Extract each line from the rows below that contains the word "Segment".

Saved data entries
============
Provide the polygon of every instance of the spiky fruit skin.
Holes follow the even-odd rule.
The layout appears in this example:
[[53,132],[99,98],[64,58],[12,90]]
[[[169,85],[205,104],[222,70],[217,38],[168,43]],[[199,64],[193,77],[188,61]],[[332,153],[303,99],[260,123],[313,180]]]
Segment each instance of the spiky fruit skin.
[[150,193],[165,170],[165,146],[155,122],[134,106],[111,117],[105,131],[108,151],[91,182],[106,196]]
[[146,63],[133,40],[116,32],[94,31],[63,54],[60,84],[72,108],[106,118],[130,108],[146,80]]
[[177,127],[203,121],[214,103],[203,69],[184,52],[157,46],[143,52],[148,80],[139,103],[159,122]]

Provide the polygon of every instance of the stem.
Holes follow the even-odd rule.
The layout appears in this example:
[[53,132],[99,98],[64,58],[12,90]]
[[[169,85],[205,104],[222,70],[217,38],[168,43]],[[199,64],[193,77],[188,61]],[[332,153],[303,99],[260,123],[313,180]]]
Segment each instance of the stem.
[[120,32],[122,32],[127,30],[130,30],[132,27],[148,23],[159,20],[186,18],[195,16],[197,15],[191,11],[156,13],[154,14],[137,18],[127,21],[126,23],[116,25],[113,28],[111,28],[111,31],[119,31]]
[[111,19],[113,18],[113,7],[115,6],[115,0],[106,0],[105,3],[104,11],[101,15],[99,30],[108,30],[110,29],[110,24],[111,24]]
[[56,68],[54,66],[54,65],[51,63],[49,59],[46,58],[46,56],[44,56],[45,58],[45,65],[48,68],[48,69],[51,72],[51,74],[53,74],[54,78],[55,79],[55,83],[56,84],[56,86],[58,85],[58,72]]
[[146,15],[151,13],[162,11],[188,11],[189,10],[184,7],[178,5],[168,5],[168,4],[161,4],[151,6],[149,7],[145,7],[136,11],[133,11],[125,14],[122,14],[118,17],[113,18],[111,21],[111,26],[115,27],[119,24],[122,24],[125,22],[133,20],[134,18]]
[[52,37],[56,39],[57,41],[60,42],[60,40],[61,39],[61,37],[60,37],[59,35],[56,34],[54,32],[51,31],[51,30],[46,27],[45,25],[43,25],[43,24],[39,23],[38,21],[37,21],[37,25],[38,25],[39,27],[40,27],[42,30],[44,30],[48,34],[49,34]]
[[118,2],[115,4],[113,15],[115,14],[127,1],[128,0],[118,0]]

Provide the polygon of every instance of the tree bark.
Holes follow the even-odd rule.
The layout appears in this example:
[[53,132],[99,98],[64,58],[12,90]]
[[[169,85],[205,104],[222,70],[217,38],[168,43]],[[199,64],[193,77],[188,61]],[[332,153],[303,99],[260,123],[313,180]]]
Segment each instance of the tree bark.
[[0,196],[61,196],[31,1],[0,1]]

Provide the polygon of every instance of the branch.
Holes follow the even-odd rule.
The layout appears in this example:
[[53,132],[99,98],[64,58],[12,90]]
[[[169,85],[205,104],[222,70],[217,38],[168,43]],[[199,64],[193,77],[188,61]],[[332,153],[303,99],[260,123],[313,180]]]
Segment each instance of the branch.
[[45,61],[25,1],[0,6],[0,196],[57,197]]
============
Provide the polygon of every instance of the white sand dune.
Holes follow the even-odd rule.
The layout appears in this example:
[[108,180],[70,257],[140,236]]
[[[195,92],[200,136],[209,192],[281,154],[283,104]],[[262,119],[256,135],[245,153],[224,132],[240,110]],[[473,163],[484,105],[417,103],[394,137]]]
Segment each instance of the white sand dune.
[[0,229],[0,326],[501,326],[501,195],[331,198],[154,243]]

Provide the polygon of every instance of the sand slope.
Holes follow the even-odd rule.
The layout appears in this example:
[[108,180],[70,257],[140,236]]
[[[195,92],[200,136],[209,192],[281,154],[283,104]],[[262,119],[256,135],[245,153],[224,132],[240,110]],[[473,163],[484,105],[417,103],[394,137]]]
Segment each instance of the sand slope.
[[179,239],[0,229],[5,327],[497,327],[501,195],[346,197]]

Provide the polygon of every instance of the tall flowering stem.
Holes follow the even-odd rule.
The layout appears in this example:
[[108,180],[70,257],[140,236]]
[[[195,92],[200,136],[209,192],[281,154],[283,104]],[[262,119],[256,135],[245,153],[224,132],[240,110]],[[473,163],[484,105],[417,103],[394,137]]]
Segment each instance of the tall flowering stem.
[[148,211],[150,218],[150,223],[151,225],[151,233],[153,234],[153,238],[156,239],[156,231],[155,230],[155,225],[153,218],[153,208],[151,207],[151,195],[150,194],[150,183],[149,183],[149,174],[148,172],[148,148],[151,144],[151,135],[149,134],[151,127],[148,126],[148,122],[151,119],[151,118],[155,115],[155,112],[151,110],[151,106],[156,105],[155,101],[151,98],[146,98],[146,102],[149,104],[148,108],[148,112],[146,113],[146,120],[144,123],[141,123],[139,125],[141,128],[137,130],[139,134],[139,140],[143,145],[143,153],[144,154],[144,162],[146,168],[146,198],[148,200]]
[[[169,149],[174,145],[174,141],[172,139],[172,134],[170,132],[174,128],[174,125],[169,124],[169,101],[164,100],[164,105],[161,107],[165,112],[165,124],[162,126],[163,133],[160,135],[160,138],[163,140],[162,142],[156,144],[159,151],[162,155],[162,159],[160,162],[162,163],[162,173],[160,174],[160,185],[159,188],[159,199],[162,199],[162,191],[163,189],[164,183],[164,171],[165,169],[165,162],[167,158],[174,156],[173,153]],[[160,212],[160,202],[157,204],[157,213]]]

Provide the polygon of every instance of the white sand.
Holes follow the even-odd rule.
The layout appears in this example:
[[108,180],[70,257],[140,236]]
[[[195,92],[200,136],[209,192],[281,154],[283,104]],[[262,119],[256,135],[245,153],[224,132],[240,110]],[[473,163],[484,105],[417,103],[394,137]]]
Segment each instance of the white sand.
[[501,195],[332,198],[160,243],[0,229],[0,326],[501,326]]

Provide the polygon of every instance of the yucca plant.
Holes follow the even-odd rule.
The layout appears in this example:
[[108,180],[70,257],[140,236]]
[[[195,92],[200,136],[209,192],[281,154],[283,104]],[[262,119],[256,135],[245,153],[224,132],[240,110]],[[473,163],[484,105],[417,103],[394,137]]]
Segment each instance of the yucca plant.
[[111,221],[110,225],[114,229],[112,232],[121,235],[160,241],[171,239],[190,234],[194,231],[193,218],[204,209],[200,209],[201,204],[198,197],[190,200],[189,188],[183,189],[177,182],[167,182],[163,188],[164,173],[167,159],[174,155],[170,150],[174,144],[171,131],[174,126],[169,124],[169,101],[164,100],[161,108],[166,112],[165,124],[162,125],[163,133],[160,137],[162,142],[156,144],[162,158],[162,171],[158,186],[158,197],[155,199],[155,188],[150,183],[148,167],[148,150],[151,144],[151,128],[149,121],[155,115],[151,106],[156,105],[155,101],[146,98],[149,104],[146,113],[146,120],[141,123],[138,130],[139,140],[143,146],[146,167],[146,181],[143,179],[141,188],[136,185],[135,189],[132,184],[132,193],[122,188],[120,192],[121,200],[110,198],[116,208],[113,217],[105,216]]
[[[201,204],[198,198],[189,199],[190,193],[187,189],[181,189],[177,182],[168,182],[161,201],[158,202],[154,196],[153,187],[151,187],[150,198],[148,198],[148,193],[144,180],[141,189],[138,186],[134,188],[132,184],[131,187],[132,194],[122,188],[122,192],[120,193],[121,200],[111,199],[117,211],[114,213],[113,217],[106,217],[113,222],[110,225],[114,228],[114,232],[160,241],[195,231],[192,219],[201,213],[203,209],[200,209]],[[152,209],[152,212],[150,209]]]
============
RIGHT ANSWER:
Segment each instance of the spiky fruit skin.
Segment each instance of the stem.
Segment each instance of the tree bark.
Segment each instance of the branch.
Segment each instance of the white sand dune.
Segment each instance of the sand slope.
Segment each instance of the tall flowering stem.
Segment each instance of the white sand.
Segment each instance of the yucca plant.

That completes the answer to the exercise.